What to do ▸ Turn the rows below into a JSON list of strings, with each line as its own string and blank lines skipped.

━━━ Supplied data

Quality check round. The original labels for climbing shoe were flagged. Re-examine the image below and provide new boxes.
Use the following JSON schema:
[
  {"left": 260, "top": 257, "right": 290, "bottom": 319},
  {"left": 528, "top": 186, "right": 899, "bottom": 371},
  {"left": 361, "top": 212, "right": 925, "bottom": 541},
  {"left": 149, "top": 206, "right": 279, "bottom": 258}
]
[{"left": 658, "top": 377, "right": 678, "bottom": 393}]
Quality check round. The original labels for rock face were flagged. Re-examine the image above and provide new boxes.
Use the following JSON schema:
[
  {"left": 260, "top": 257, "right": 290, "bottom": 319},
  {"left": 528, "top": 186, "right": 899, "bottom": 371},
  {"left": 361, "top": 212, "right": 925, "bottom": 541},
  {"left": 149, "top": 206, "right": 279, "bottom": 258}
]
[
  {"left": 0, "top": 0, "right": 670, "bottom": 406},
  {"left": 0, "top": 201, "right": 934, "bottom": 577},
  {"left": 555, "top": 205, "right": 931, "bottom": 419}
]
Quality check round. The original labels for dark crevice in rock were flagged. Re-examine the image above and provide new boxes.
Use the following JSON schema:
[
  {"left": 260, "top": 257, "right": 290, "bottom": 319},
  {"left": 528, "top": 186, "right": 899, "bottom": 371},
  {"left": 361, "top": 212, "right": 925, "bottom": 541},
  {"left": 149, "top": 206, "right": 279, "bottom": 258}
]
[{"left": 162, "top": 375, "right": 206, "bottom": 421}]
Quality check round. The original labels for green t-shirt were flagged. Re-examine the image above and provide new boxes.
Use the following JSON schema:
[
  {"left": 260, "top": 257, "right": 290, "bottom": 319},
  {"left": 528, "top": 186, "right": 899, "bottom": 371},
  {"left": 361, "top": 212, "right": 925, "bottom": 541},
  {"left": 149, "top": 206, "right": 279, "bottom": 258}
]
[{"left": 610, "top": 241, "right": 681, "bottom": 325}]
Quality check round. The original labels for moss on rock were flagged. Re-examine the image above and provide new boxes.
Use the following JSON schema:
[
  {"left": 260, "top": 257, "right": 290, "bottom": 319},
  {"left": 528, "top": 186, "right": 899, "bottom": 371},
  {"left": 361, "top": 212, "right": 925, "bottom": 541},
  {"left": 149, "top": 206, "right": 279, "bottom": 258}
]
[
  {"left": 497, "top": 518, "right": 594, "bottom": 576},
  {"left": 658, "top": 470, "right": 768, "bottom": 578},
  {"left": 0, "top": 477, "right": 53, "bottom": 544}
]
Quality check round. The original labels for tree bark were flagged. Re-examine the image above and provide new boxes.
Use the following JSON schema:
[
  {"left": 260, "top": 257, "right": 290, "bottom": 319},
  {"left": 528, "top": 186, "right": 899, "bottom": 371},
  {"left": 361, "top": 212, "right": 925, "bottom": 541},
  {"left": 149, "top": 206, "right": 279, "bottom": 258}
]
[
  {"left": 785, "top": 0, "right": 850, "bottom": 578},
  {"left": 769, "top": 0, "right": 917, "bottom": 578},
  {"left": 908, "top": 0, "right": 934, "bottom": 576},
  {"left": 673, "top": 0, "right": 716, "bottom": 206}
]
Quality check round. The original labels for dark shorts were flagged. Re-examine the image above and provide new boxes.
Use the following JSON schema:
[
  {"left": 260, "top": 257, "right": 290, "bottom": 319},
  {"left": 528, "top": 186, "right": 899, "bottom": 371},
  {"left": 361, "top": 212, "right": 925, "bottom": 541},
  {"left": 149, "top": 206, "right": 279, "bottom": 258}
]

━━━━━━

Task response ▸
[
  "Quality check round. The original labels for climbing shoe were flagged. Re-examine the image below and provide new boxes.",
  "Use the following JSON schema:",
  "[",
  "  {\"left\": 260, \"top\": 257, \"right\": 290, \"bottom\": 319},",
  "  {\"left\": 528, \"top\": 186, \"right\": 899, \"bottom\": 371},",
  "  {\"left\": 361, \"top\": 212, \"right\": 925, \"bottom\": 541},",
  "  {\"left\": 149, \"top\": 206, \"right\": 279, \"bottom\": 258}",
  "]",
  "[{\"left\": 658, \"top\": 377, \"right\": 678, \"bottom\": 393}]",
  "Quality check round. The original labels for rock face were flagged. Re-examine the image above and provide new boxes.",
  "Use the following JSON schema:",
  "[",
  "  {\"left\": 260, \"top\": 257, \"right\": 290, \"bottom\": 319},",
  "  {\"left\": 528, \"top\": 186, \"right\": 899, \"bottom\": 371},",
  "  {\"left\": 361, \"top\": 212, \"right\": 925, \"bottom\": 541},",
  "  {\"left\": 149, \"top\": 206, \"right\": 279, \"bottom\": 258}",
  "]",
  "[",
  "  {\"left\": 0, \"top\": 0, \"right\": 670, \"bottom\": 406},",
  "  {\"left\": 0, \"top\": 201, \"right\": 934, \"bottom\": 577},",
  "  {\"left\": 555, \"top\": 205, \"right\": 931, \"bottom\": 419}",
  "]",
  "Quality check round. The original labels for dark crevice in rock were flagged. Re-examine the image above and provide new boxes.",
  "Use the following JSON schema:",
  "[",
  "  {\"left\": 260, \"top\": 257, \"right\": 290, \"bottom\": 319},",
  "  {\"left\": 528, \"top\": 186, \"right\": 899, \"bottom\": 371},",
  "  {\"left\": 361, \"top\": 212, \"right\": 925, \"bottom\": 541},",
  "  {\"left\": 149, \"top\": 206, \"right\": 279, \"bottom\": 258}",
  "]",
  "[{\"left\": 162, \"top\": 375, \"right\": 206, \"bottom\": 421}]",
  "Quality check round. The original labels for green t-shirt were flagged. Re-examine the image above and provide new boxes.",
  "Use the following JSON schema:",
  "[",
  "  {\"left\": 260, \"top\": 257, \"right\": 290, \"bottom\": 319},",
  "  {\"left\": 528, \"top\": 186, \"right\": 899, \"bottom\": 371},",
  "  {\"left\": 361, \"top\": 212, \"right\": 925, \"bottom\": 541},",
  "  {\"left\": 149, \"top\": 206, \"right\": 279, \"bottom\": 258}",
  "]",
  "[{\"left\": 610, \"top\": 241, \"right\": 681, \"bottom\": 325}]",
  "Quality check round. The original labels for moss on rock were flagged. Re-examine the image above and provide new boxes.",
  "Use the following JSON schema:",
  "[",
  "  {\"left\": 260, \"top\": 257, \"right\": 290, \"bottom\": 319},",
  "  {\"left\": 528, \"top\": 186, \"right\": 899, \"bottom\": 371},",
  "  {\"left\": 361, \"top\": 212, \"right\": 925, \"bottom\": 541},",
  "  {\"left\": 149, \"top\": 206, \"right\": 279, \"bottom\": 258}",
  "]",
  "[",
  "  {\"left\": 497, \"top\": 518, \"right\": 594, \"bottom\": 576},",
  "  {\"left\": 658, \"top\": 470, \"right\": 768, \"bottom\": 578},",
  "  {\"left\": 0, \"top\": 477, \"right\": 53, \"bottom\": 544}",
  "]",
  "Quality check round. The original labels for tree bark were flagged. Re-examine the image above and provide new boxes.",
  "Use the following JSON schema:",
  "[",
  "  {\"left\": 260, \"top\": 257, \"right\": 290, \"bottom\": 319},",
  "  {\"left\": 528, \"top\": 186, \"right\": 899, \"bottom\": 371},",
  "  {\"left\": 361, \"top\": 212, \"right\": 925, \"bottom\": 541},",
  "  {\"left\": 149, \"top\": 206, \"right\": 279, \"bottom\": 258}",
  "]",
  "[",
  "  {\"left\": 785, \"top\": 0, \"right\": 850, \"bottom\": 578},",
  "  {\"left\": 769, \"top\": 0, \"right\": 917, \"bottom\": 578},",
  "  {\"left\": 908, \"top\": 0, \"right\": 934, \"bottom\": 576},",
  "  {\"left\": 673, \"top\": 0, \"right\": 716, \"bottom\": 206}",
  "]",
  "Quality check round. The original labels for dark shorts were flagged. Re-examine the image above and provide new boxes.",
  "Use the following JSON schema:",
  "[",
  "  {\"left\": 260, \"top\": 257, \"right\": 290, \"bottom\": 319},",
  "  {\"left\": 528, \"top\": 186, \"right\": 899, \"bottom\": 371},",
  "  {\"left\": 361, \"top\": 212, \"right\": 925, \"bottom\": 541},",
  "  {\"left\": 149, \"top\": 206, \"right\": 279, \"bottom\": 258}",
  "]"
]